■ **Belge alıntısı**
┌────────

Hikmet Çetinkaya

Faşistsin, kafatasçısın...

20 Şubat 2016 Cumartesi

Hayatı acının, hüznün, ölümlerin gölgesinde sürdürmek zor...
Yaşamı kucaklamak, yüreğinde tomurcuklaştırmak, hayatı yaşanır hale getirmek için aşkın ve sevdanın gölgesinde çoğaltmak zor.
Ankara katliamında şehit düşen askerleri, sivilleri toprağa verdik, acımız büyük.
Savaş mı yoksa barış mı?
Yaşamın o derin sessizliği içinde avuçlarımızdan kayıp giden dostluklarımızı yitirirken böyle bir soruya herkes aynı yanıtı veriyor:
Savaş kıyımdır, felakettir, biz barış istiyoruz...”
Türkiye, Rusya, ABD, İran, Fransa, Almanya ve öteki ülkeler...
İyi, güzel...
Yanı başımızda savaş var, çocuklar ölüyor, kentler bombalanıyor.

└────────

■ **Sağlanan veriler**
┌────────

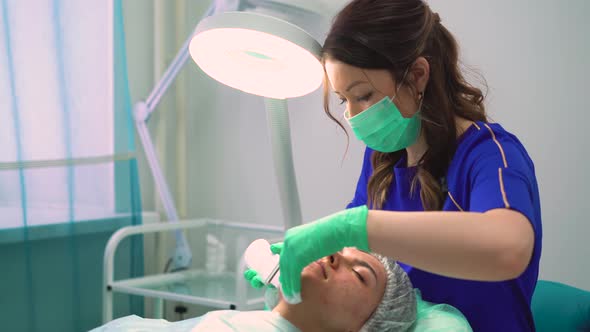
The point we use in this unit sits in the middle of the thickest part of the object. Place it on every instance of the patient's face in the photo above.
(344, 288)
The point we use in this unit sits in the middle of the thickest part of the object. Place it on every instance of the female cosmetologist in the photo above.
(450, 196)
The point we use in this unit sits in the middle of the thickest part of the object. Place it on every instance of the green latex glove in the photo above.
(307, 243)
(253, 278)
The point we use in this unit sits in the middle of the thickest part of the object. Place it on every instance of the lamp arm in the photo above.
(166, 80)
(182, 256)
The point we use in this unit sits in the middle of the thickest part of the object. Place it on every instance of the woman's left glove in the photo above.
(309, 242)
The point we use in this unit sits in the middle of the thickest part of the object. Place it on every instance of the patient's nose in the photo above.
(334, 260)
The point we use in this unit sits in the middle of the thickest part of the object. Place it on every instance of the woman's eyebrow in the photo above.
(367, 265)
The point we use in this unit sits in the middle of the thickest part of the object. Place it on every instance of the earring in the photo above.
(420, 95)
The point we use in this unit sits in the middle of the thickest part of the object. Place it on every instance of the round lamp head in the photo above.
(258, 54)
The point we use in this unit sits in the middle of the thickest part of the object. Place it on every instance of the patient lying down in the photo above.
(350, 290)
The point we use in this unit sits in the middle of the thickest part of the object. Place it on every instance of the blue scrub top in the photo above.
(490, 169)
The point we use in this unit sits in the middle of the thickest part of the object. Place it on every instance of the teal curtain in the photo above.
(68, 170)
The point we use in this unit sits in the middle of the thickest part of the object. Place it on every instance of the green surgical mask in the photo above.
(383, 128)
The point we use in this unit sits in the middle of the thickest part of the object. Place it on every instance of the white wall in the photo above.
(535, 57)
(533, 54)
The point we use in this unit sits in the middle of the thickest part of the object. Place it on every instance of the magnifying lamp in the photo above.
(258, 54)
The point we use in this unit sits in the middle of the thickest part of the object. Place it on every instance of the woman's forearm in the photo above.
(492, 246)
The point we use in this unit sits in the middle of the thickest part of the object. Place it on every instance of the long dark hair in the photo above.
(391, 35)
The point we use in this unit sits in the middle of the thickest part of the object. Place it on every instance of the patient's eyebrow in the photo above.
(367, 265)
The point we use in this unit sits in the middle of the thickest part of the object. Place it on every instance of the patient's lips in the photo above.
(323, 269)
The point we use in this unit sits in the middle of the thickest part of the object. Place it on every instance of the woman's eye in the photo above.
(366, 97)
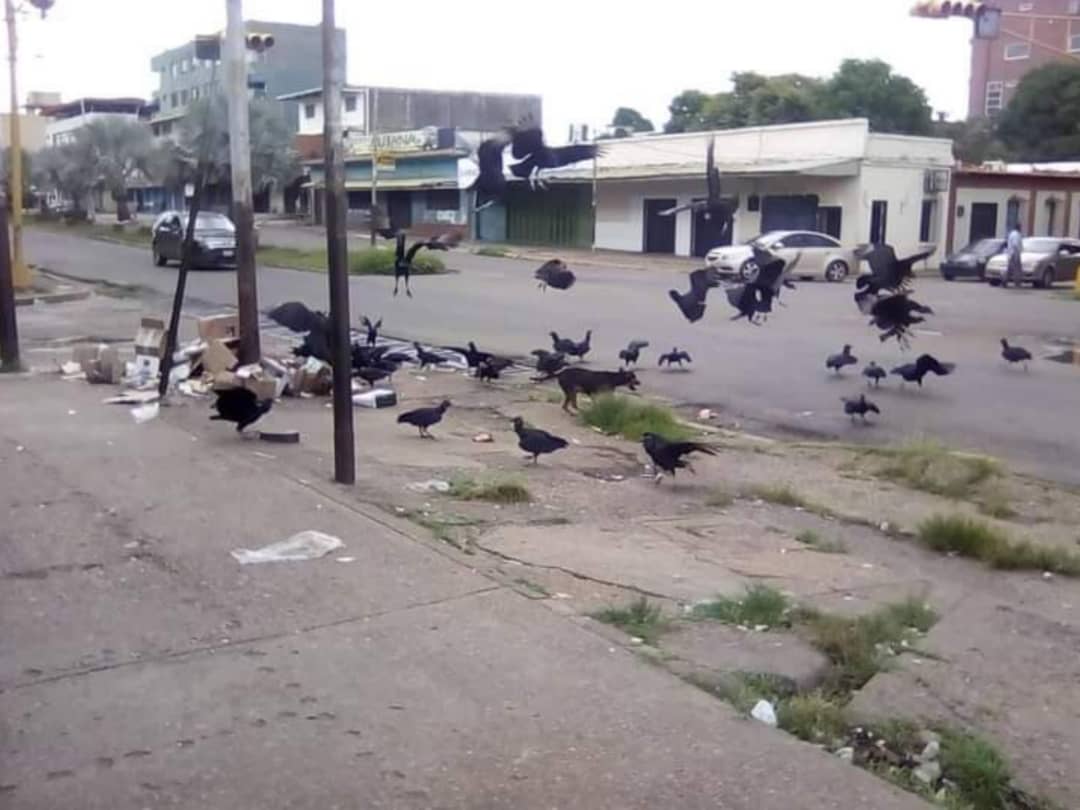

└────────

■ **Verilen görev 1**
Belge alıntısına göre aşağıdaki soruları yanıtlayın.
(a) Alıntıda hangi tarih yer alıyor?
(b) Ankara katliamında şehit düşen ve toprağa verilenler kimlerdir?
(c) Yanı başımızdaki savaşta kentlere ne yapıldığı belirtiliyor?
■ **Verilen görev 2**
Belge alıntısında "20 Şubat 2016" ile "yoksa barış mı?" arasındaki kısmı, bu ifadeler de dahil olmak üzere, "Ankara" sözcüğünü "İstanbul" ile değiştirerek yeniden yazın.

■ **Çözümlü yanıt 1**
(a) Alıntıda yer alan tarih 20 Şubat 2016 Cumartesi'dir.
(b) Ankara katliamında şehit düşen ve toprağa verilenler askerler ve sivillerdir.
(c) Kentlerin bombalandığı belirtiliyor.

■ **Çözümlü yanıt 2**
20 Şubat 2016 Cumartesi

Hayatı acının, hüznün, ölümlerin gölgesinde sürdürmek zor...
Yaşamı kucaklamak, yüreğinde tomurcuklaştırmak, hayatı yaşanır hale getirmek için aşkın ve sevdanın gölgesinde çoğaltmak zor.
İstanbul katliamında şehit düşen askerleri, sivilleri toprağa verdik, acımız büyük.
Savaş mı yoksa barış mı?